** start of DATA FOR THE TASK **

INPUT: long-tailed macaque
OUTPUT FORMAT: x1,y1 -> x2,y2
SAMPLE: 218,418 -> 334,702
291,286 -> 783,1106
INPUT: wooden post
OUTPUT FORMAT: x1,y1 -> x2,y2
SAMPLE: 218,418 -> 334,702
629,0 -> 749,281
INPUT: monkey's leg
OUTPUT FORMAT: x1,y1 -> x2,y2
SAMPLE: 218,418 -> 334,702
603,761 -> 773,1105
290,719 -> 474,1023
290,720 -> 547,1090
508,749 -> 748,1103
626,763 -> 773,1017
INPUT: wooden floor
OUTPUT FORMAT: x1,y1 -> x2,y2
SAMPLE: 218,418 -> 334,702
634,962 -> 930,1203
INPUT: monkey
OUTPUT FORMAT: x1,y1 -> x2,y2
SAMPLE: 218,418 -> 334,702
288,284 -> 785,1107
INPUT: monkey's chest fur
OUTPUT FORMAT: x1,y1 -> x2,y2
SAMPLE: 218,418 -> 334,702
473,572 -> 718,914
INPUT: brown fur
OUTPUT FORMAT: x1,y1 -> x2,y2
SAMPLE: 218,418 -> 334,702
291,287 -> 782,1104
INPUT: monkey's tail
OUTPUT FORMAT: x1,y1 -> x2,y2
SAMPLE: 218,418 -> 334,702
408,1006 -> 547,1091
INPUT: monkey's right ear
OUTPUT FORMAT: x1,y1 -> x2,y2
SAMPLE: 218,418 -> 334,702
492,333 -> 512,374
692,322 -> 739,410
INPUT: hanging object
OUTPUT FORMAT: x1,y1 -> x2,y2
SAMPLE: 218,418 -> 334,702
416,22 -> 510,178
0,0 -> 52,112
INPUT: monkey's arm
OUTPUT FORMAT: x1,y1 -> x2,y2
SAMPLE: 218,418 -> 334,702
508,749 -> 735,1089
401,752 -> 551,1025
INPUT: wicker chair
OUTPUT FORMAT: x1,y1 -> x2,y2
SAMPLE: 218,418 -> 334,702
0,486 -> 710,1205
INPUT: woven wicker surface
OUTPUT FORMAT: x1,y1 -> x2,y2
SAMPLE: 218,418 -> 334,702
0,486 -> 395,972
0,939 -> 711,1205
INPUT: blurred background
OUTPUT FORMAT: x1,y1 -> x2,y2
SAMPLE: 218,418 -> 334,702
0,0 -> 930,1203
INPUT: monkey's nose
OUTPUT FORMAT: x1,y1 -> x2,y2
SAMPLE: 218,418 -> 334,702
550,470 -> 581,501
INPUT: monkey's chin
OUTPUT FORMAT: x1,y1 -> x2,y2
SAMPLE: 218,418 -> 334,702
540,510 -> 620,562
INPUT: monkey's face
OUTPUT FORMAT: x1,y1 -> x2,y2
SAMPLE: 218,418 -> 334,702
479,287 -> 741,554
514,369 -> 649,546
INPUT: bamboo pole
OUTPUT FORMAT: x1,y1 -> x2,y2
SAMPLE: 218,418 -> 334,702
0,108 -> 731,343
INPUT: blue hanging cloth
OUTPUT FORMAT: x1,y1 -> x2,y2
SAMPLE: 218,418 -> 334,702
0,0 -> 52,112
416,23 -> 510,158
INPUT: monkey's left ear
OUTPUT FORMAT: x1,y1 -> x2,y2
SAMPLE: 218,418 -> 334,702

** end of DATA FOR THE TASK **

WHAT IS ASKED: Update the entries above by replacing "wooden" with "timber" wherever it occurs, and leave every other part unchanged.

TASK ANSWER:
INPUT: long-tailed macaque
OUTPUT FORMAT: x1,y1 -> x2,y2
SAMPLE: 218,418 -> 334,702
291,286 -> 783,1106
INPUT: timber post
OUTPUT FORMAT: x1,y1 -> x2,y2
SAMPLE: 218,418 -> 334,702
629,0 -> 749,281
INPUT: monkey's leg
OUTPUT FORMAT: x1,y1 -> x2,y2
SAMPLE: 218,418 -> 334,702
603,761 -> 773,1105
290,719 -> 474,1023
290,720 -> 547,1090
508,749 -> 748,1103
626,763 -> 773,1017
INPUT: timber floor
OUTPUT FORMAT: x1,y1 -> x2,y2
SAMPLE: 218,418 -> 334,702
634,962 -> 930,1203
INPUT: monkey
OUTPUT FORMAT: x1,y1 -> x2,y2
SAMPLE: 218,418 -> 334,702
288,284 -> 785,1107
INPUT: monkey's chest fur
OUTPUT FORMAT: x1,y1 -> x2,y2
SAMPLE: 218,418 -> 334,702
473,572 -> 718,914
INPUT: brown fur
OUTPUT FORMAT: x1,y1 -> x2,y2
SAMPLE: 218,418 -> 334,702
291,287 -> 782,1104
INPUT: monkey's tail
OUTPUT FORMAT: x1,y1 -> x2,y2
SAMPLE: 218,418 -> 334,702
408,1006 -> 547,1091
INPUT: monkey's right ear
OUTPUT FORMAT: x1,y1 -> x2,y2
SAMPLE: 218,418 -> 334,702
492,333 -> 512,374
692,322 -> 739,410
INPUT: hanging object
OUTPUT FORMAT: x1,y1 -> x2,y2
SAMPLE: 218,418 -> 334,702
416,22 -> 510,178
0,0 -> 52,112
INPUT: monkey's arm
OUTPUT FORMAT: x1,y1 -> x2,y2
SAMPLE: 218,418 -> 334,702
508,749 -> 735,1089
401,752 -> 551,1025
INPUT: wicker chair
OUTPUT FORMAT: x1,y1 -> x2,y2
SAMPLE: 218,418 -> 334,702
0,486 -> 710,1205
INPUT: woven wicker surface
OUTPUT FORMAT: x1,y1 -> x2,y2
SAMPLE: 218,418 -> 334,702
0,486 -> 395,972
0,939 -> 711,1205
INPUT: blurred background
OUTPUT FORMAT: x1,y1 -> x2,y2
SAMPLE: 218,418 -> 334,702
0,0 -> 930,1203
INPUT: monkey's nose
OUTPUT FORMAT: x1,y1 -> x2,y2
SAMPLE: 218,418 -> 334,702
550,470 -> 581,501
INPUT: monkey's chin
OUTPUT FORMAT: x1,y1 -> x2,y2
SAMPLE: 218,418 -> 334,702
540,510 -> 620,562
INPUT: monkey's face
OUTPUT FORMAT: x1,y1 -> x2,y2
SAMPLE: 218,418 -> 334,702
479,287 -> 741,554
514,369 -> 649,546
INPUT: bamboo pole
OUTPUT FORMAT: x1,y1 -> x2,y2
SAMPLE: 218,418 -> 334,702
0,108 -> 731,343
INPUT: blue hanging cloth
OUTPUT FORMAT: x1,y1 -> x2,y2
SAMPLE: 218,418 -> 334,702
0,0 -> 52,112
416,23 -> 510,158
INPUT: monkey's left ear
OUTPUT FORMAT: x1,y1 -> x2,y2
SAMPLE: 218,418 -> 334,702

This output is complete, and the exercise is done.